### Ausgangstext
Feste Fehmarnbeltquerung: umstrittenes Großbau-Projekt zwischen Deutschland und Dänemark

Deutschland und Dänemark sollen über die Ostseeinsel Fehmarn miteinander verbunden werden, durch einen Tunnel, der den bisherigen Fährverkehr ersetzen soll. Dabei handelt es sich um ein sehr kostspieliges Großbau-Projekt in Milliardenhöhe.

Mehr Verkehr zwischen Deutschland und Skandinavien

Eine feste Fehmarnbeltquerung kam ins Gespräch, da durch die Osterweiterung der EU der Verkehrsstrom im Ostseeraum deutlich ansteigen soll, wie verschiedene Prognosen und Gutachten aussagen. Vorausgesagt wird darin ein jährliches Wirtschaftswachstum in der Region von vier bis sechs Prozent.

Angeblich ist der bestehende Fährverkehr auf der Vogelfluglinie zwischen Fehmarn und Dänemark dann auf lange Sicht nicht mehr in der Lage, das erhöhte Verkehrsaufkommen zwischen Deutschland und Skandinavien zu bewältigen. Außerdem sollen mit dem Verkehrsprojekt andere überregionale Anbindungen zwischen Deutschland und Dänemark bzw. Skandinavien langfristig entlastet werden.

### Bereitgestellte Datensätze
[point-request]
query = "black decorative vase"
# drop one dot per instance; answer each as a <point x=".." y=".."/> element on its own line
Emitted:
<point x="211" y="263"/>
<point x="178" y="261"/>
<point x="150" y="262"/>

### Aufgaben
(1) Geben Sie aus dem Text zur Fehmarnbeltquerung den Abschnitt zwischen „Feste Fehmarnbeltquerung: umstrittenes“ und „bis sechs Prozent.“ wörtlich zurück, beide Grenzen eingeschlossen.
(2) Führen Sie den Text zur Fehmarnbeltquerung im Anschluss an seinen letzten Satz weiter.

### Antworten je Aufgabe
(1)
Feste Fehmarnbeltquerung: umstrittenes Großbau-Projekt zwischen Deutschland und Dänemark

Deutschland und Dänemark sollen über die Ostseeinsel Fehmarn miteinander verbunden werden, durch einen Tunnel, der den bisherigen Fährverkehr ersetzen soll. Dabei handelt es sich um ein sehr kostspieliges Großbau-Projekt in Milliardenhöhe.

Mehr Verkehr zwischen Deutschland und Skandinavien

Eine feste Fehmarnbeltquerung kam ins Gespräch, da durch die Osterweiterung der EU der Verkehrsstrom im Ostseeraum deutlich ansteigen soll, wie verschiedene Prognosen und Gutachten aussagen. Vorausgesagt wird darin ein jährliches Wirtschaftswachstum in der Region von vier bis sechs Prozent.

(2)
Die Fehrmarnbeltquerung: Eine Verbindung quer durch die Ostsee

Bei dem geplanten deutsch-dänischen Verkehrsprojekt soll ein fast 20 Kilometer langer Tunnel entstehen, zwischen der Ostseeinsel Fehmarn und Dänemark. Natürlich müssten dann auch die Hinterlandanbindungen von Schienen und Straßen in beiden Ländern entsprechend ausgebaut werden. Dänemark übernimmt dabei größtenteils die Kosten von ca. 5,5 Mrd. Euro (oder mehr), während Deutschland die Hinterlandanbindung in Schleswig Holstein selbst finanziert. Nach der Eröffnung soll das Projekt langfristig refinanziert werden durch Mautgebühren, die den heute übligen Schiffspassagepreisen entsprechen.

Die dänische Betreibergesellschaft „Femern A/S“ wollte ursprünglich bereits Ende 2012 mit den Bauarbeiten beginnen. Die Baudauer wird auf 6 Jahre geschätzt. Inzwischen wurde der Baubeginn aufgrund diverser Schwierigkeiten verschoben auf 2014. Daher ist mit einer Eröffnung nicht vor 2020 zu rechnen. Statt der bisher geplanten Brücke wird nun ein Tunnel favorisiert.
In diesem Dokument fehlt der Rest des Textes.